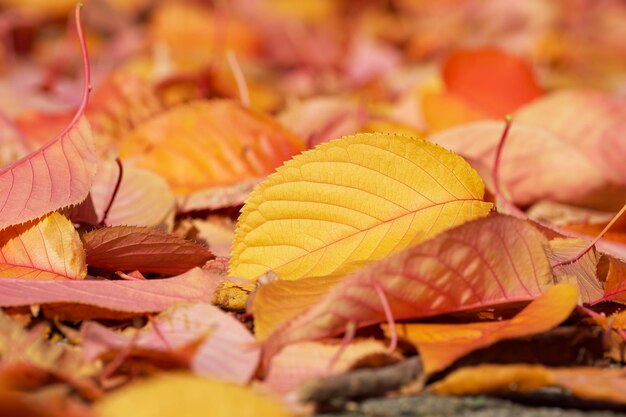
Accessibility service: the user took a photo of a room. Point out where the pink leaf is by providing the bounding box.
[82,304,260,384]
[0,268,223,319]
[266,215,553,357]
[0,7,97,229]
[83,226,214,274]
[429,121,608,205]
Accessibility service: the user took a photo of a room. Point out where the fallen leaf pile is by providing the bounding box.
[0,0,626,417]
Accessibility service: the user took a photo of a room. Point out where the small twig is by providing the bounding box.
[552,204,626,268]
[374,281,398,353]
[327,321,356,371]
[100,158,124,226]
[491,115,528,219]
[298,357,422,404]
[226,51,250,107]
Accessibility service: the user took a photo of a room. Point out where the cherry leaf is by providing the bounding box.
[82,226,214,274]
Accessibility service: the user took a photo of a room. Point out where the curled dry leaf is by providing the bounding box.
[230,134,492,280]
[432,365,626,404]
[95,373,290,417]
[265,215,553,357]
[81,304,260,384]
[386,284,578,374]
[428,120,607,205]
[546,238,604,303]
[120,100,304,195]
[0,312,98,378]
[264,339,387,393]
[82,226,215,274]
[0,268,222,320]
[251,275,344,340]
[0,212,87,279]
[593,256,626,304]
[72,161,175,231]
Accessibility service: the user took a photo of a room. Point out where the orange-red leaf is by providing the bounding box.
[266,215,552,356]
[387,284,578,374]
[428,120,608,205]
[0,268,222,319]
[120,100,304,194]
[443,47,543,117]
[82,226,214,274]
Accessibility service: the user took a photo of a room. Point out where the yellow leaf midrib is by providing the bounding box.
[235,198,488,278]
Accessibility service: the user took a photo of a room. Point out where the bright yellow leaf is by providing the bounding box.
[0,212,87,279]
[94,373,289,417]
[230,134,492,280]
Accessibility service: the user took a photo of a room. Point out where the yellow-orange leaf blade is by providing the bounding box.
[230,134,491,279]
[95,373,289,417]
[120,100,304,194]
[0,212,87,279]
[397,284,578,373]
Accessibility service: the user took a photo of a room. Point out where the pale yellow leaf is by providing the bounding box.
[94,373,289,417]
[0,212,87,279]
[230,134,492,280]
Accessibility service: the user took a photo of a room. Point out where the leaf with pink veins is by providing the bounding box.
[265,215,553,359]
[0,6,97,230]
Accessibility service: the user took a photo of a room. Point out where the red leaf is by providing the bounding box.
[443,47,543,117]
[266,215,553,356]
[0,268,223,319]
[82,226,214,274]
[0,7,97,229]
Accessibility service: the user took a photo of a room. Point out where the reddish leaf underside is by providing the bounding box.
[82,226,214,274]
[266,215,553,357]
[0,268,222,319]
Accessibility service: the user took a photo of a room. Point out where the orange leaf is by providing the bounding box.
[432,365,626,404]
[421,91,489,132]
[386,284,578,374]
[0,213,87,279]
[443,47,543,118]
[252,275,344,340]
[266,215,552,357]
[120,100,304,194]
[0,268,222,320]
[82,226,214,274]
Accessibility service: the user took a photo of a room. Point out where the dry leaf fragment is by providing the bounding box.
[120,100,304,195]
[0,212,87,279]
[82,226,215,275]
[81,303,260,384]
[0,268,223,320]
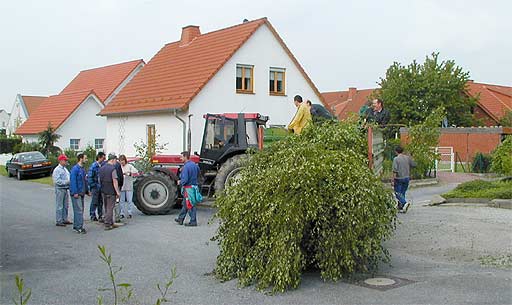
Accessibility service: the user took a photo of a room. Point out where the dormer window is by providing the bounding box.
[236,65,254,93]
[269,68,285,95]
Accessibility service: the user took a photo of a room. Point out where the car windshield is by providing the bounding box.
[19,151,46,162]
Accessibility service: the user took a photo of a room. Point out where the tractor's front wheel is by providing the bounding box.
[133,172,177,215]
[215,155,247,194]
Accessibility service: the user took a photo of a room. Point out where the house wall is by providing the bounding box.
[186,25,321,152]
[105,112,186,157]
[107,25,321,156]
[6,94,27,135]
[400,127,503,162]
[474,105,498,126]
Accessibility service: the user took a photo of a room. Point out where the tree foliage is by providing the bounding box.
[377,53,477,126]
[491,135,512,176]
[214,121,396,292]
[406,107,445,178]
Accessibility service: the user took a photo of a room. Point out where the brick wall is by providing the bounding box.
[474,106,498,126]
[400,127,504,162]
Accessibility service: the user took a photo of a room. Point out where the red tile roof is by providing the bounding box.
[467,81,512,122]
[15,90,94,135]
[322,89,376,120]
[60,59,144,103]
[21,95,48,116]
[100,18,323,115]
[322,81,512,122]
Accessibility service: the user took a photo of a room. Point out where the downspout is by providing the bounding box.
[187,114,193,154]
[174,109,187,151]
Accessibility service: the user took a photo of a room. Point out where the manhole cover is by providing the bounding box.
[353,276,414,291]
[364,277,396,286]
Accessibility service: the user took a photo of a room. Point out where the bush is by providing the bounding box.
[471,153,491,173]
[491,135,512,176]
[213,122,396,292]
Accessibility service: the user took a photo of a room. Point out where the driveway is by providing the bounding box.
[0,177,512,305]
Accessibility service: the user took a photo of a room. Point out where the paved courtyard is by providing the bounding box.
[0,177,512,305]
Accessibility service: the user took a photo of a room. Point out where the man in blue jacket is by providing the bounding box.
[87,151,105,221]
[69,154,90,234]
[174,151,199,227]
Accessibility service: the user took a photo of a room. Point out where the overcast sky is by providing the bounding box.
[0,0,512,112]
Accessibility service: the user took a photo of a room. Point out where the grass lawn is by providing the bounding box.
[0,165,53,185]
[443,180,512,199]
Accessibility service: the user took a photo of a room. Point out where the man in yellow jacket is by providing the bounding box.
[288,95,311,134]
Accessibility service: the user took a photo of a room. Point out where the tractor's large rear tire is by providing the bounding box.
[215,155,247,195]
[133,171,177,215]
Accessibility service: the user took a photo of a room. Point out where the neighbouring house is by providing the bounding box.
[16,60,144,151]
[100,18,325,156]
[0,109,10,134]
[322,87,376,120]
[322,81,512,162]
[7,94,48,135]
[400,126,512,162]
[322,81,512,126]
[468,81,512,126]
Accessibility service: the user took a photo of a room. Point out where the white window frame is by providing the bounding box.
[69,139,80,150]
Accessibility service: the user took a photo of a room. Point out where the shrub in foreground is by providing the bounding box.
[214,122,396,292]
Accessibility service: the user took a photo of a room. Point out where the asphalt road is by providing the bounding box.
[0,177,512,305]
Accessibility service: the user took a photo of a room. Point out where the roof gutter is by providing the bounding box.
[174,109,187,151]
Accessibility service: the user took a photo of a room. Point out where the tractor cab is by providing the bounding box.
[199,113,268,171]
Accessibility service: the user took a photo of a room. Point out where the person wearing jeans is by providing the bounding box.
[391,146,416,213]
[99,154,120,230]
[174,151,199,227]
[87,151,105,221]
[52,154,72,227]
[119,155,138,218]
[69,154,91,234]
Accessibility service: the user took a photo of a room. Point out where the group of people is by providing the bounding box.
[288,95,416,213]
[52,152,138,234]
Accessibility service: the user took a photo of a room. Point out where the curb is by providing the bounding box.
[428,196,512,210]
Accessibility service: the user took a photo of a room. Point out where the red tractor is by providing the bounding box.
[133,113,268,215]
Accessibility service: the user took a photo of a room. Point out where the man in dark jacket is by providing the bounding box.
[174,151,200,227]
[367,99,391,127]
[99,154,121,230]
[69,154,90,234]
[87,151,105,221]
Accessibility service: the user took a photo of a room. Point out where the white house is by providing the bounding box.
[100,18,323,156]
[16,60,144,151]
[0,109,10,132]
[6,94,48,135]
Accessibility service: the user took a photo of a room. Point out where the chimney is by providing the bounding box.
[348,87,357,101]
[180,25,201,45]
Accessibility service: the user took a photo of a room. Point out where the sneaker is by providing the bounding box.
[402,202,411,213]
[73,228,87,234]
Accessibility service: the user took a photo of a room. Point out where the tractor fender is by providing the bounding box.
[153,166,180,181]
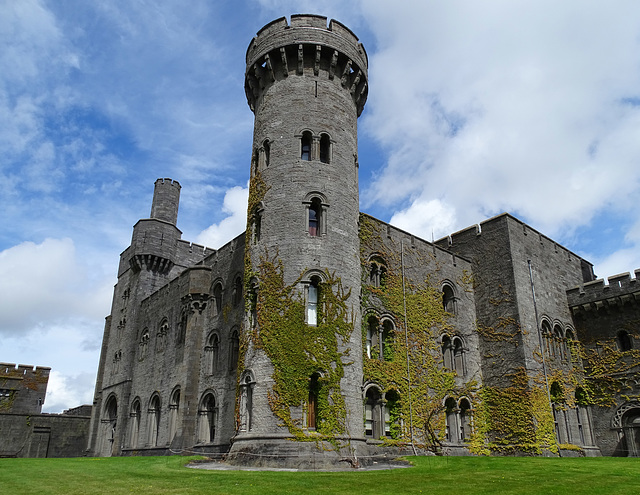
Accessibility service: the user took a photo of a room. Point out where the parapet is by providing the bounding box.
[151,178,181,225]
[245,14,369,115]
[567,269,640,313]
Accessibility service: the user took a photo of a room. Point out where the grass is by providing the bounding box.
[0,457,640,495]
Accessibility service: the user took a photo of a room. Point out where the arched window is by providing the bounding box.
[384,390,402,439]
[229,327,240,371]
[213,282,222,315]
[102,395,118,456]
[198,392,218,443]
[444,397,458,443]
[307,277,320,326]
[320,134,331,163]
[262,139,271,167]
[240,371,255,431]
[307,373,320,430]
[148,393,160,447]
[442,335,454,370]
[380,320,394,361]
[138,328,149,361]
[364,387,382,438]
[367,315,378,358]
[209,332,220,375]
[169,388,180,443]
[129,397,141,449]
[442,284,456,314]
[156,318,169,352]
[617,330,633,352]
[452,337,466,376]
[458,398,471,442]
[553,325,564,359]
[309,198,322,237]
[300,131,313,161]
[176,308,189,345]
[233,275,242,306]
[369,256,387,287]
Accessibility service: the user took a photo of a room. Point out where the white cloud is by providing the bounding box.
[196,186,249,249]
[363,1,640,240]
[389,199,456,241]
[0,239,111,335]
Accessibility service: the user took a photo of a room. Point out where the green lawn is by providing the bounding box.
[0,457,640,495]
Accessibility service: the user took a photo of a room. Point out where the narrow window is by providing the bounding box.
[169,389,180,442]
[309,202,322,237]
[364,387,382,439]
[444,397,458,442]
[233,276,242,306]
[442,285,456,314]
[307,373,320,429]
[229,330,240,371]
[300,131,312,161]
[320,134,331,163]
[149,395,160,447]
[307,277,319,326]
[213,283,222,315]
[262,139,271,167]
[458,399,471,442]
[618,330,633,352]
[129,399,140,449]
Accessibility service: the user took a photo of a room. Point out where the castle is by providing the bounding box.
[89,15,640,466]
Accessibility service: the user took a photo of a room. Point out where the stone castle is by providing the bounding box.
[89,15,640,466]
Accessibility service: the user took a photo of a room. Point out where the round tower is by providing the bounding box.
[232,15,368,462]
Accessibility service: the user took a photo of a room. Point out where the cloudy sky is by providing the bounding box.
[0,0,640,412]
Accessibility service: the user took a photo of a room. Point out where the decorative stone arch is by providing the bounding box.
[367,252,387,287]
[302,191,329,237]
[363,382,384,439]
[129,396,142,449]
[147,391,162,447]
[238,369,256,431]
[229,325,240,372]
[211,277,224,316]
[440,279,458,314]
[249,201,265,244]
[169,385,181,444]
[100,392,118,457]
[231,272,244,306]
[209,329,220,375]
[197,389,218,444]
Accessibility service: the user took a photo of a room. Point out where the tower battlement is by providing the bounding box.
[245,14,368,115]
[567,269,640,313]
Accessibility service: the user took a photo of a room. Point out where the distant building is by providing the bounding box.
[90,15,640,466]
[0,363,91,457]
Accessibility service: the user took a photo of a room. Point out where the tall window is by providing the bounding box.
[307,277,320,326]
[210,332,220,375]
[309,198,322,237]
[617,330,633,352]
[148,394,160,447]
[320,134,331,163]
[307,373,320,429]
[442,285,456,314]
[213,282,222,315]
[169,388,180,443]
[129,398,141,449]
[300,131,313,161]
[198,392,218,443]
[229,329,240,371]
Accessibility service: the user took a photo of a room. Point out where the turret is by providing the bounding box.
[234,15,368,466]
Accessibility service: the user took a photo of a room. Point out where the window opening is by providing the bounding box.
[307,277,320,326]
[300,131,312,161]
[320,134,331,163]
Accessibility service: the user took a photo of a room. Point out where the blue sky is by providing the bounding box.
[0,0,640,412]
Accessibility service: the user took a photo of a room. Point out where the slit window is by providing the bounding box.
[300,131,313,161]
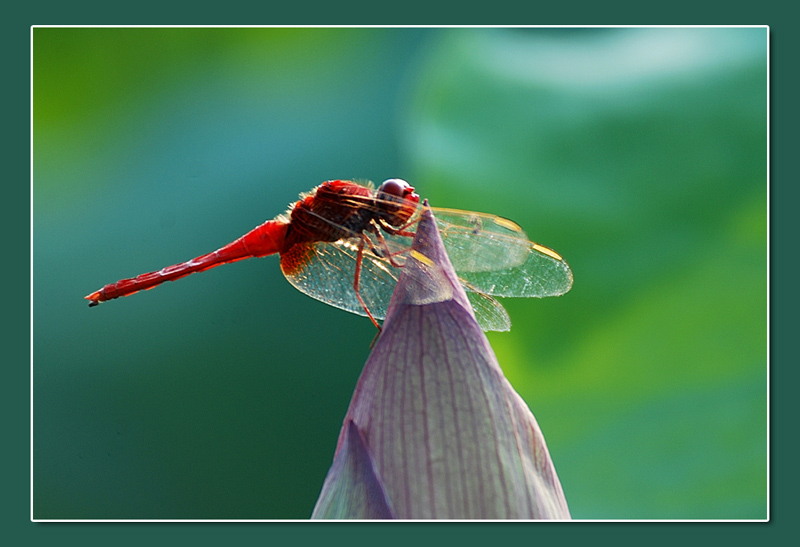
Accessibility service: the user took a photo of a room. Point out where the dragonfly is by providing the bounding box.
[85,179,573,331]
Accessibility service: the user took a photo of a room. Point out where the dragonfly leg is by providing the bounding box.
[353,234,381,333]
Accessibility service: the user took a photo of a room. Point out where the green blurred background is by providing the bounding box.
[33,28,768,519]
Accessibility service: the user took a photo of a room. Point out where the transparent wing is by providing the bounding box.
[281,195,572,331]
[281,238,402,319]
[433,208,572,298]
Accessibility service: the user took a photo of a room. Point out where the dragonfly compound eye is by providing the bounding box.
[378,179,414,199]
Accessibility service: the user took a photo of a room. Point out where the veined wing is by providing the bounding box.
[281,238,402,319]
[433,208,572,298]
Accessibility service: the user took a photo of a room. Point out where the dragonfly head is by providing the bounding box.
[375,179,419,226]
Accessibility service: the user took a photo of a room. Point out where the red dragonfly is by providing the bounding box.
[85,179,572,331]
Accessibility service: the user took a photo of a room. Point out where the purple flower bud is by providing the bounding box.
[312,203,570,519]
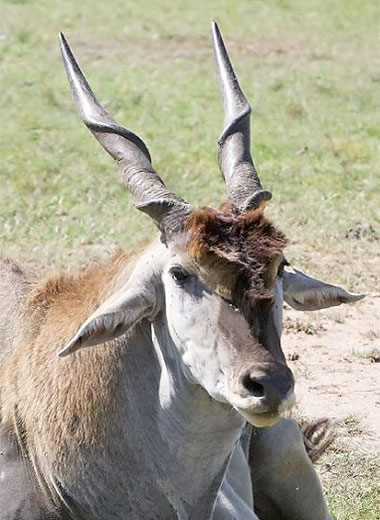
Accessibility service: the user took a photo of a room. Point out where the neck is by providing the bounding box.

^^^^^^^^^^^^^^^^

◆ **Problem**
Please update the part of the records that opens with the line containing "tire is by providing the bounding box." and closes with the line containing "[199,113,268,171]", changing "shrub" to "bush" and leaving everything else as it is. Return only those lines.

◆ **Task response**
Accessibility service: the user took a photo of a room. Point out where the tractor's large rear tire is by providing the bounding box.
[215,155,247,195]
[133,171,177,215]
Accessibility service: the user took a photo of a room. Point out where the neighbouring house is by providing the bounding box.
[16,60,144,151]
[100,18,325,156]
[0,109,10,134]
[322,87,376,120]
[322,81,512,162]
[7,94,48,135]
[400,126,512,162]
[322,81,512,126]
[468,81,512,126]
Accessibility service: the user took a photo of a room. Point out where the white window frame is by providing the bounding box.
[69,139,80,150]
Accessibility service: the user took a photo of a room. Point out where the bush in foreground is by providing the bounding box.
[214,122,396,292]
Accessibility service: the user took a photo of a room. Point out where the asphalt road is by providing the bounding box.
[0,177,512,305]
Accessibility service: the user took a photo of a room. Point out where the roof gutter is by providing the bounding box.
[174,109,187,151]
Accessibility service: the user took a photo of a room. Point out where the tractor cab is by providing the bounding box.
[199,113,268,171]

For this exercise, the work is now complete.